◆ **Task description**: Only an exact copy of the entries, stripped of pictures, will serve as the answer.

◆ **Records provided**:

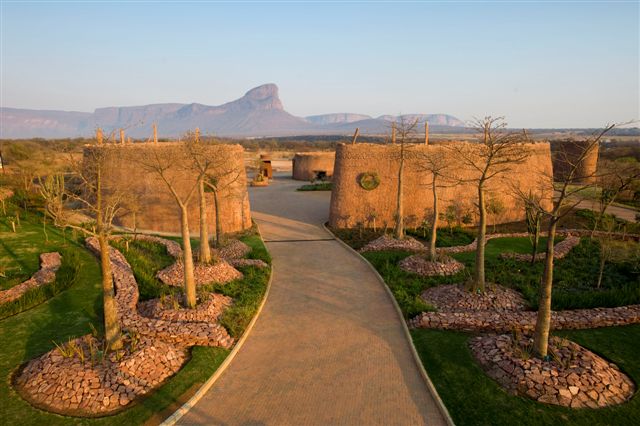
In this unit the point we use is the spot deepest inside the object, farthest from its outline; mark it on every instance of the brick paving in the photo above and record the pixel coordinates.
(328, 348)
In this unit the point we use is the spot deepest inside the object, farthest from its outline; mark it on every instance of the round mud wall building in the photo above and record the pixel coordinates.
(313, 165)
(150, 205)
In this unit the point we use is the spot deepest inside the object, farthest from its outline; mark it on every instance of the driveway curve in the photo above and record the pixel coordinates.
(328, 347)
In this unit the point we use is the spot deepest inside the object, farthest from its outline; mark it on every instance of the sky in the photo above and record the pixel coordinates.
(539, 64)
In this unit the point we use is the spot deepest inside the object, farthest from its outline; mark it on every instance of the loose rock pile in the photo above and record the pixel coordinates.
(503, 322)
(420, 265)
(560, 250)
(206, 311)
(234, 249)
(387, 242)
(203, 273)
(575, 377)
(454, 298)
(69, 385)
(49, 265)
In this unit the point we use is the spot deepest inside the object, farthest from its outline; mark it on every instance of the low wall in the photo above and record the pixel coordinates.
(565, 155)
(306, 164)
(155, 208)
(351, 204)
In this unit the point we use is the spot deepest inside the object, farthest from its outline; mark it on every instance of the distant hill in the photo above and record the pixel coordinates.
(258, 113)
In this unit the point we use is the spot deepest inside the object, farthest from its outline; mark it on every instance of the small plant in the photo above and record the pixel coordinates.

◆ **Written response**:
In this unit the point we use is the spot deepest inside the object, farthest from its outline; mark it on every instance of the brick paving in the photo above and record the pixel coordinates.
(328, 348)
In this unit the point we use is the spot deepest inside the object, farthest from its outline; mark it on every instance of the round mud wall building in the photo above and record the pixel coordinates.
(313, 165)
(150, 205)
In this unit the point we use is the spot deepest inside the object, farthest from its outline; mark it on every instance of the driveway curve in the photo above and record the pixel coordinates.
(328, 347)
In this unit the point we use is the spot deepest inside the object, farthest from its outline; mark it on every instance of the sky in the photo above and record the pixel coordinates.
(539, 64)
In this unit the point we use is the spot deepest inside the object, farthest from its outline; mark it on every instance of the loose rock pile in the photo above and record the pixel coordinates.
(503, 322)
(420, 265)
(560, 250)
(206, 311)
(234, 249)
(387, 242)
(203, 273)
(575, 377)
(454, 298)
(69, 385)
(49, 265)
In this unit the point we use is the spot deepest inside the object, farthest from its outline; mark it on every instance of the low wall in the photo above and record the pixel coordinates.
(565, 155)
(306, 164)
(155, 208)
(351, 204)
In this unit the point we use is the spot deepest inside the object, farthest from its outline; mark it on every instance of the distant hill in the photo above and record the pixel coordinates.
(258, 113)
In this unit the point we use is the spot deepest inside the object, farthest from its outline; mark it on every instance of the small plant in the photo above and record the pixel coordinates.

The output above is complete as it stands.